--- START OF Exercise materials ---

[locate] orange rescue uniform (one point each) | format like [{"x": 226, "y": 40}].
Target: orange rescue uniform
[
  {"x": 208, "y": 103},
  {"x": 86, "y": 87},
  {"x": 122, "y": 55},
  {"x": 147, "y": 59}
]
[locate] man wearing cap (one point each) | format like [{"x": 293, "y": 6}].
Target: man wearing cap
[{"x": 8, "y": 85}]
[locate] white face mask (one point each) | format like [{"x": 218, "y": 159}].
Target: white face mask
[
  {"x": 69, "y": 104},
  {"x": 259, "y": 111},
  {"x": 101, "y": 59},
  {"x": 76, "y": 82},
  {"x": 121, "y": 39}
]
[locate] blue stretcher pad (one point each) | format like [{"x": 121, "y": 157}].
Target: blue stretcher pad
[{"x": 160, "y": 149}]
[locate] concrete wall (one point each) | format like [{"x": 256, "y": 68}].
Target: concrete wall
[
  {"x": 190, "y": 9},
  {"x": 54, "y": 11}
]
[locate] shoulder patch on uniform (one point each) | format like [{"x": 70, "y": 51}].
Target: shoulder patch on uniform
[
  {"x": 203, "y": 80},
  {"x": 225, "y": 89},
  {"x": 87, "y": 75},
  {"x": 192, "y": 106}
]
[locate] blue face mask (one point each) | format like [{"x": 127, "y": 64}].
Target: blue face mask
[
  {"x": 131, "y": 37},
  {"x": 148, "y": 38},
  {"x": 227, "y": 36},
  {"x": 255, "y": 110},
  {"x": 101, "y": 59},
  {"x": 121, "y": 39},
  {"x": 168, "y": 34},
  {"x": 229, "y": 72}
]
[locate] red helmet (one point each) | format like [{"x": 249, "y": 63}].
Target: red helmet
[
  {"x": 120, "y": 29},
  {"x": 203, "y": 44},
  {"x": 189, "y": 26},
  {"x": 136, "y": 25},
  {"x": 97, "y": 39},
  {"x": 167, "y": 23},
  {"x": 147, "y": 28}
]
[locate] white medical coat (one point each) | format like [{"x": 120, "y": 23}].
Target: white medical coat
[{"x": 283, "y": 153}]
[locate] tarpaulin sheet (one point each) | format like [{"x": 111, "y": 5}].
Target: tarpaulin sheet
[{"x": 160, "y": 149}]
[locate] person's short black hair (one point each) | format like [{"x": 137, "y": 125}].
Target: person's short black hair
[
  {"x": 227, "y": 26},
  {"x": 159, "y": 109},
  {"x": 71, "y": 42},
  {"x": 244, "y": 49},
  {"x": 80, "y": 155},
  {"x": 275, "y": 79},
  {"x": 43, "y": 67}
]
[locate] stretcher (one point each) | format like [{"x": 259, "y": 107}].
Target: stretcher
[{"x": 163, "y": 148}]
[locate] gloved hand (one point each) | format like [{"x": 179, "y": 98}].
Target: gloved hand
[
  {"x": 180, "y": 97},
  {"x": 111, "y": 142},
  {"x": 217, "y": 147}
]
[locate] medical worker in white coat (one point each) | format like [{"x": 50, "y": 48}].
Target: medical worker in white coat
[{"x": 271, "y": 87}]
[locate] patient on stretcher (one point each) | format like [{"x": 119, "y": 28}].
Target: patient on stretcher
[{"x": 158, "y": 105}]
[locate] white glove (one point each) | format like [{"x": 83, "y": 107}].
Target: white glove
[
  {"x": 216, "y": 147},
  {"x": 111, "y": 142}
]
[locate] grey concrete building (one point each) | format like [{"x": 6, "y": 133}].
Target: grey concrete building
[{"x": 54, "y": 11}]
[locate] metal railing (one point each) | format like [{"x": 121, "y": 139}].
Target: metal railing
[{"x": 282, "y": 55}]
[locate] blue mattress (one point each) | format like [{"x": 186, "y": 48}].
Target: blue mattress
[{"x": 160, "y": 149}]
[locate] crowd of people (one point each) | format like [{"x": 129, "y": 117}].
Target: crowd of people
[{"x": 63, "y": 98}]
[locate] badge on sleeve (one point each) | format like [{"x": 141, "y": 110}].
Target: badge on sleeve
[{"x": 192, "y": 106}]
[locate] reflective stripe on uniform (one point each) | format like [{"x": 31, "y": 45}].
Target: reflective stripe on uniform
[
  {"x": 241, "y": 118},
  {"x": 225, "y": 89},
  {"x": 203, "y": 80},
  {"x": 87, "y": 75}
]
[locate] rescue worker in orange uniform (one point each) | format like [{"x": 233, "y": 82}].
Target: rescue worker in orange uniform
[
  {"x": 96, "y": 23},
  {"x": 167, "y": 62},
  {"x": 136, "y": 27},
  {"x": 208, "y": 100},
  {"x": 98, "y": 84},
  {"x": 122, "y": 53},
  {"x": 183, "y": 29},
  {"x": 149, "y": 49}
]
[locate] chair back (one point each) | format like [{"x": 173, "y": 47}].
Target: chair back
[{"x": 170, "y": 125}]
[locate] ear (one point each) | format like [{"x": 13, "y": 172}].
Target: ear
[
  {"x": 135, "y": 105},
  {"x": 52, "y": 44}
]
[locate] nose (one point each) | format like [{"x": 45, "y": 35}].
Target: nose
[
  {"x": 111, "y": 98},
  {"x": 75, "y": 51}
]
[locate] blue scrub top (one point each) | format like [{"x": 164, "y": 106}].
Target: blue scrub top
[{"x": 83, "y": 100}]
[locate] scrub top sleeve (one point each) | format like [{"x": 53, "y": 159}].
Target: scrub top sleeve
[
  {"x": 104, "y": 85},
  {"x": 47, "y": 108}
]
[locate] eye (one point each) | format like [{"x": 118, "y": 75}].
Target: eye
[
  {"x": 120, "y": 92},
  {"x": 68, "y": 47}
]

--- END OF Exercise materials ---

Revise all of the items, changing every "one point each" to "one point per instance" and keeping everything else identical.

[locate] orange rescue uniform (one point per instance) | format like [{"x": 226, "y": 40}].
Target: orange rescue uniform
[
  {"x": 208, "y": 103},
  {"x": 86, "y": 87},
  {"x": 122, "y": 55},
  {"x": 147, "y": 59}
]
[locate] man wearing cap (one point per instance) | format like [{"x": 293, "y": 6}].
Target: man wearing cap
[{"x": 8, "y": 85}]
[locate] white face mask (one point per instance) | format like [{"x": 218, "y": 159}].
Target: white face mask
[
  {"x": 69, "y": 104},
  {"x": 259, "y": 111},
  {"x": 101, "y": 59},
  {"x": 76, "y": 82},
  {"x": 121, "y": 39}
]
[locate] blue stretcher pad (one point per instance) | format like [{"x": 121, "y": 157}].
Target: blue stretcher pad
[{"x": 160, "y": 149}]
[locate] concrete wall (one point per instance) | format like [{"x": 256, "y": 68}].
Target: concrete wall
[
  {"x": 190, "y": 9},
  {"x": 54, "y": 11}
]
[locate] shoulder patch on uniform (one point per instance) | format like [{"x": 70, "y": 51}].
Target: shoulder patch on uniform
[
  {"x": 203, "y": 80},
  {"x": 225, "y": 89},
  {"x": 87, "y": 75},
  {"x": 192, "y": 106}
]
[locate] blue face mask (one point per instance) | format like [{"x": 127, "y": 64}].
Target: blue face mask
[
  {"x": 131, "y": 37},
  {"x": 148, "y": 38},
  {"x": 227, "y": 36},
  {"x": 255, "y": 110},
  {"x": 101, "y": 59},
  {"x": 121, "y": 39},
  {"x": 168, "y": 34},
  {"x": 229, "y": 72}
]
[locate] red helmet (one point per instance) | format like [{"x": 249, "y": 63}].
Target: red helmet
[
  {"x": 120, "y": 29},
  {"x": 203, "y": 44},
  {"x": 189, "y": 26},
  {"x": 136, "y": 25},
  {"x": 97, "y": 39},
  {"x": 167, "y": 23},
  {"x": 147, "y": 28}
]
[locate] white medical coat (one point per instance) | format like [{"x": 120, "y": 23}].
Target: white medical coat
[{"x": 283, "y": 153}]
[locate] tarpaulin sheet (one point per instance) | format like [{"x": 111, "y": 5}].
Target: tarpaulin sheet
[{"x": 160, "y": 149}]
[locate] person's short black hair (one point per instance) | format like [{"x": 137, "y": 125}].
Target: person's short black hair
[
  {"x": 227, "y": 26},
  {"x": 159, "y": 109},
  {"x": 71, "y": 42},
  {"x": 244, "y": 49},
  {"x": 80, "y": 155},
  {"x": 275, "y": 79},
  {"x": 43, "y": 67}
]
[locate] stretcher (one point per instance) | format like [{"x": 259, "y": 107}].
Target: stretcher
[{"x": 163, "y": 148}]
[locate] gloved hand (one point per instance) | format like [{"x": 179, "y": 98}].
Target: gloved hand
[
  {"x": 180, "y": 97},
  {"x": 111, "y": 142},
  {"x": 217, "y": 147}
]
[locate] medical worker in white coat (one point per instance) | format like [{"x": 50, "y": 48}].
Target: medical worker in white coat
[{"x": 271, "y": 87}]
[locate] patient on stretcher (one point per instance) | format like [{"x": 119, "y": 28}].
Target: patient on stretcher
[{"x": 158, "y": 105}]
[locate] white glove (one point per instance) | format like [{"x": 83, "y": 107}].
Target: white glove
[
  {"x": 216, "y": 147},
  {"x": 111, "y": 142}
]
[locate] grey concrete building (one point per instance) | format like [{"x": 6, "y": 133}].
Target: grey concrete building
[{"x": 54, "y": 11}]
[locate] metal railing (one point per instance) | format like [{"x": 121, "y": 139}].
Target: metal railing
[{"x": 282, "y": 55}]
[locate] blue mattress (one point per instance) | format like [{"x": 186, "y": 48}].
Target: blue mattress
[{"x": 160, "y": 149}]
[locate] crowd of people (one point per instance) | format like [{"x": 129, "y": 117}].
Target: crowd of people
[{"x": 63, "y": 98}]
[locate] badge on sleeve (one point per instance) | format like [{"x": 141, "y": 110}].
Target: badge on sleeve
[{"x": 192, "y": 106}]
[locate] reflective stripe on uniform (one point per instance) | format like [{"x": 31, "y": 45}].
Target: reflective stripe on uniform
[
  {"x": 241, "y": 118},
  {"x": 225, "y": 89},
  {"x": 203, "y": 80},
  {"x": 87, "y": 75}
]
[locate] rescue worker in orange uniform (one point per instance) | format like [{"x": 233, "y": 82}].
Target: rescue worker in orange uniform
[
  {"x": 96, "y": 23},
  {"x": 167, "y": 62},
  {"x": 136, "y": 27},
  {"x": 208, "y": 100},
  {"x": 98, "y": 84},
  {"x": 122, "y": 53},
  {"x": 183, "y": 29},
  {"x": 149, "y": 49}
]
[locate] chair back (one point per instance) | format like [{"x": 173, "y": 47}].
Target: chair back
[{"x": 170, "y": 125}]
[locate] ear (one point per instance) | format like [{"x": 13, "y": 172}].
Target: ear
[
  {"x": 135, "y": 105},
  {"x": 52, "y": 44}
]
[locate] nose (one point per instance) | format like [{"x": 45, "y": 35}].
Target: nose
[
  {"x": 111, "y": 98},
  {"x": 75, "y": 51}
]
[locate] blue scrub top (one point per instance) | format like [{"x": 164, "y": 106}].
Target: blue scrub top
[{"x": 83, "y": 100}]
[locate] scrub top sleeve (one point per instance) | format like [{"x": 53, "y": 159}].
Target: scrub top sleeve
[
  {"x": 104, "y": 85},
  {"x": 47, "y": 108}
]
[locate] eye (one point per instance) | format like [{"x": 118, "y": 75}].
Target: eye
[
  {"x": 120, "y": 92},
  {"x": 68, "y": 47}
]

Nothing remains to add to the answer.